§ WHAT YOU NEED TO DO
Edit the lines so that "sofa" becomes "couch" wherever it occurs, keeping everything else the same.

Items listed in a dataset:
---

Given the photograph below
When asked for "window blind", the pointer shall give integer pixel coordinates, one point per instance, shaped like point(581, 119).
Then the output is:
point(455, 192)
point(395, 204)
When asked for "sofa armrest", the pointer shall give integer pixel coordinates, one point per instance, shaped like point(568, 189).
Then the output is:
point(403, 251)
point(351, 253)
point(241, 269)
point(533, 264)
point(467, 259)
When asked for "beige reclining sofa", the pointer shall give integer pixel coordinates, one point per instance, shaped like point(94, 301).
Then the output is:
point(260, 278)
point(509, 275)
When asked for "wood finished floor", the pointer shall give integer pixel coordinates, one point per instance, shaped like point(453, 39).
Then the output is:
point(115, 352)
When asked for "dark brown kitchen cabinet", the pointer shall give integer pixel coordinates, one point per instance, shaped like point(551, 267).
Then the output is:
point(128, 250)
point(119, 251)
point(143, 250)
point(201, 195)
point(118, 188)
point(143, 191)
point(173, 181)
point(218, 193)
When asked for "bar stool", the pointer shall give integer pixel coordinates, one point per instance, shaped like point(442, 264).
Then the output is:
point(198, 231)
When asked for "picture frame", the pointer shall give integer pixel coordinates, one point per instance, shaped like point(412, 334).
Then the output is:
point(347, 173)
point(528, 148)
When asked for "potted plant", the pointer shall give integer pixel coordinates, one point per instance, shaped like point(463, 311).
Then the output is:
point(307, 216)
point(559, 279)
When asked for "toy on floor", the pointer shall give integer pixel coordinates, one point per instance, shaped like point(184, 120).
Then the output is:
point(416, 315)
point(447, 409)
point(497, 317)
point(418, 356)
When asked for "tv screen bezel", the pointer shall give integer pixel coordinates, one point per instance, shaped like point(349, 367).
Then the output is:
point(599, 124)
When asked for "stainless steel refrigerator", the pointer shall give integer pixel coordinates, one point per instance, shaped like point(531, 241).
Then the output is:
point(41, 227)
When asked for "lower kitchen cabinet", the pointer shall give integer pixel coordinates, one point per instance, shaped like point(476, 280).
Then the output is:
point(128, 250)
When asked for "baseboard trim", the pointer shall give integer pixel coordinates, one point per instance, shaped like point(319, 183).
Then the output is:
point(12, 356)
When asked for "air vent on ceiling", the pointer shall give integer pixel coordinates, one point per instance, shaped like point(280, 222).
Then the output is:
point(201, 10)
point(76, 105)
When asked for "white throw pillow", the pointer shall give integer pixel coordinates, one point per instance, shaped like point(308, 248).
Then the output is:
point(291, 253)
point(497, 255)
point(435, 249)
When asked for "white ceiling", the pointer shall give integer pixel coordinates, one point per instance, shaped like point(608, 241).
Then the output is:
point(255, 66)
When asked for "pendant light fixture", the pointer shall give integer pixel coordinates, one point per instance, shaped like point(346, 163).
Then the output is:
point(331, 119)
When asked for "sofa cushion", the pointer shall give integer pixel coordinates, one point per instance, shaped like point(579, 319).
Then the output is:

---

§ TASK RESULT
Given the photograph below
When asked for "window blind", the pointer shall give integer pixel coordinates, one point per instance, shaped like point(581, 119).
Then the output is:
point(455, 192)
point(395, 204)
When asked for "couch armrest", the pointer shall give integer pixel coordinates, one point per instance, shaped like point(568, 189).
Then the output is:
point(403, 251)
point(351, 253)
point(241, 269)
point(533, 264)
point(467, 259)
When asked for "beige reclining couch", the pointer shall give integer pixel coordinates, one point per instance, shaped like point(94, 301).
Then the output is:
point(260, 278)
point(509, 275)
When asked for "wood finished floor", the pointer shall give integer pixel coordinates, one point per instance, shaped like point(453, 39).
Then the output is:
point(115, 352)
When asked for "dark brown kitchen cabinet", the pointer shall give integer pixel coordinates, one point per instance, shaped like point(551, 267).
Then the output is:
point(128, 250)
point(119, 251)
point(143, 250)
point(201, 195)
point(118, 188)
point(143, 191)
point(173, 181)
point(218, 193)
When asked for "bar stool", the pointer shall give integer pixel coordinates, one point per instance, shaped like point(442, 264).
Then the output is:
point(198, 231)
When asked for "picture frame", the pointer shall give integer pixel coordinates, one point per instance, shaped like point(412, 334).
Then the output is:
point(347, 173)
point(528, 148)
When asked for "potted plant", the pointer shall give integer pixel coordinates, one point per instance, shaped like point(463, 311).
Then the output is:
point(307, 216)
point(559, 279)
When asked for "toy on floor", the pointer shall give integer pixel coordinates, one point per instance, shaped like point(184, 120).
Then the output is:
point(416, 315)
point(447, 409)
point(497, 317)
point(418, 356)
When asked for "tv screen bezel", the pointer shall give integer pixel coordinates, one point per instance, shaped like point(349, 367).
Then the output is:
point(599, 124)
When asked for "stainless steel refrigerator", the pointer shall give integer pixel coordinates, one point per instance, shaped like point(531, 241).
Then the output is:
point(41, 227)
When asked for "lower kitchen cabinet", the pointer shall give integer pixel coordinates, one point per instance, shaped like point(476, 280).
Then the output is:
point(128, 250)
When asked for "baseboard trim", the pointer shall give integer pixel coordinates, one point per instance, shaped like point(319, 183).
Then the output is:
point(12, 356)
When asked for "air vent on ceiling", the pointer shall give integer pixel coordinates, one point per instance, shaped like point(280, 222).
Then the output is:
point(201, 10)
point(76, 105)
When asked for "white throw pillow", the pointer shall give integer pixel coordinates, one point per instance, shaped like point(308, 248).
Then the output is:
point(291, 253)
point(497, 255)
point(435, 249)
When asked for "white ceiling", the pointer shall give integer pixel coordinates, one point per instance, shaped like point(608, 241).
Then the output is:
point(255, 66)
When asked for "pendant light fixture", the pointer shall give integer pixel coordinates, one point per instance, shaped like point(346, 163).
Then the output is:
point(331, 119)
When asked for "couch cushion", the pointer shall give integer pixel coordinates, one point per instance, shaped like point(579, 319).
Then the output is:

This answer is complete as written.